_Brief:_ Format everything from the line containing "Objective — drop one pin on each instance of the drooping" down to the last line of the records below as a numbered list, skipping any blank lines.

——

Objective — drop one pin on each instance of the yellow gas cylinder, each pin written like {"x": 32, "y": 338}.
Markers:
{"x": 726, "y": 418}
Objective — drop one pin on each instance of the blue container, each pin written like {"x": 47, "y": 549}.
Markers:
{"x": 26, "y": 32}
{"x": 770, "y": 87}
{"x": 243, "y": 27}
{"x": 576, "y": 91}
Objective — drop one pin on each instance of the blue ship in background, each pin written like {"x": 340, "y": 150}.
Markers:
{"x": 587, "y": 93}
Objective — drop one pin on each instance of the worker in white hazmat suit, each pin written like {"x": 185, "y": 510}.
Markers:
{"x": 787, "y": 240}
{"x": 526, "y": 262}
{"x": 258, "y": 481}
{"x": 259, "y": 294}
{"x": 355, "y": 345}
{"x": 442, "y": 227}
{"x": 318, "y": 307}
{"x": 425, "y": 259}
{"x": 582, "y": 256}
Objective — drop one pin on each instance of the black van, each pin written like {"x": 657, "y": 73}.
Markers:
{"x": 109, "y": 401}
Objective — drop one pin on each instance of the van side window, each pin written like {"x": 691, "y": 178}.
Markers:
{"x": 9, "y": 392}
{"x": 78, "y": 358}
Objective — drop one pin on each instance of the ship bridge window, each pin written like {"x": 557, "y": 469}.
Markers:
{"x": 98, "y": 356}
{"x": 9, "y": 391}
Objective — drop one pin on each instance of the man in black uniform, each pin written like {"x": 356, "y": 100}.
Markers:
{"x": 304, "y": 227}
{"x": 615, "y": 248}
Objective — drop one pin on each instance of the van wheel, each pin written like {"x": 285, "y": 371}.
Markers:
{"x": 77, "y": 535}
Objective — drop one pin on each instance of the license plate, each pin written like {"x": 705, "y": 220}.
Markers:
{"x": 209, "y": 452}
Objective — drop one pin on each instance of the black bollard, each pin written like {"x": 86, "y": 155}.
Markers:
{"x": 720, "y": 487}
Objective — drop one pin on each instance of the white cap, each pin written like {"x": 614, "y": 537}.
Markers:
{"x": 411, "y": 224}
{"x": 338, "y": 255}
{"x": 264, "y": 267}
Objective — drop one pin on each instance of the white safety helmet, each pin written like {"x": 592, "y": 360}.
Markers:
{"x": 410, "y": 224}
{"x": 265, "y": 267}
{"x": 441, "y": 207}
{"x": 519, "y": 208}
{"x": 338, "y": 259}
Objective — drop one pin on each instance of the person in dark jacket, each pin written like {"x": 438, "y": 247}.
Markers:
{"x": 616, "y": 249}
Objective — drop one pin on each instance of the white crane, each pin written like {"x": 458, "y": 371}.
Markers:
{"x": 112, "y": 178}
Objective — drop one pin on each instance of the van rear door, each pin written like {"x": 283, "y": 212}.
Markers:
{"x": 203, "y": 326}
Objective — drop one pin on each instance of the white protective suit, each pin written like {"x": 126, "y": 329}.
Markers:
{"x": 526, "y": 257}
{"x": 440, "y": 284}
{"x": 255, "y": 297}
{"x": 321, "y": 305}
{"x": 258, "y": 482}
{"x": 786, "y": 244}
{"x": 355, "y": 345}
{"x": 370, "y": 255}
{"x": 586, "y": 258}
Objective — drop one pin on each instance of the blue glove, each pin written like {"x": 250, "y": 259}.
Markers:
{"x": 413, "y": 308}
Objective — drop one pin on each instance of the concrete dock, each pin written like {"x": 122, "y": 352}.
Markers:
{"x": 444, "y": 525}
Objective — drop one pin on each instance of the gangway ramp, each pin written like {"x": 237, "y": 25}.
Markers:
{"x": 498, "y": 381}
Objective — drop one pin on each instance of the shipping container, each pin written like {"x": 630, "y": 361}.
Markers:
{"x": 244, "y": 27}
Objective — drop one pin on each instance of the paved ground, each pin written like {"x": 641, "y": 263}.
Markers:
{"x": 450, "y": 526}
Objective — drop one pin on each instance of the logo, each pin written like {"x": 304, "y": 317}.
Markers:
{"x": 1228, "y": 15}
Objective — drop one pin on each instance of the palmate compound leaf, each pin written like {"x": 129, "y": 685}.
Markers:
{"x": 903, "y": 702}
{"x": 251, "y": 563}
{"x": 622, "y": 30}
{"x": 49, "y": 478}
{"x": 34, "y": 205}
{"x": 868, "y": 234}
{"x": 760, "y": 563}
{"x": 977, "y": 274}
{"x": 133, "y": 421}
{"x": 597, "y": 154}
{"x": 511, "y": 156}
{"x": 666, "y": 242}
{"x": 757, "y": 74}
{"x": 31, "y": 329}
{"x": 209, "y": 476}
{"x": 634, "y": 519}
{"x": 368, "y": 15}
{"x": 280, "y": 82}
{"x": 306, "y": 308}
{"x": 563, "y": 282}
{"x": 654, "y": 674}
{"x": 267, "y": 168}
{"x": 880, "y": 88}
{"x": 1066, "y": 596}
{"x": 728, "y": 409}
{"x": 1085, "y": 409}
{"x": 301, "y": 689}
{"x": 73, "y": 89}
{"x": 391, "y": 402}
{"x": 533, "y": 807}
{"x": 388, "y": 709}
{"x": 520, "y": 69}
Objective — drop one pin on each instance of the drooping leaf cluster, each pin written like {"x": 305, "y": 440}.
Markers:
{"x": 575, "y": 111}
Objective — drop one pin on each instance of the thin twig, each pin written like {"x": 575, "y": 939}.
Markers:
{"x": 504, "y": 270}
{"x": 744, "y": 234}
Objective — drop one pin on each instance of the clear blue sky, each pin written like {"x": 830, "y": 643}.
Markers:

——

_The result:_
1. Objective — drop one pin on each instance of the drooping leaf cluster, each pin written like {"x": 305, "y": 440}.
2. Markers:
3. {"x": 575, "y": 111}
4. Objective — drop one pin on each instance of the thin twig, each pin written like {"x": 575, "y": 939}.
5. Markers:
6. {"x": 504, "y": 270}
7. {"x": 744, "y": 234}
8. Objective — drop one pin on each instance of the clear blue sky, each pin written like {"x": 830, "y": 643}.
9. Markers:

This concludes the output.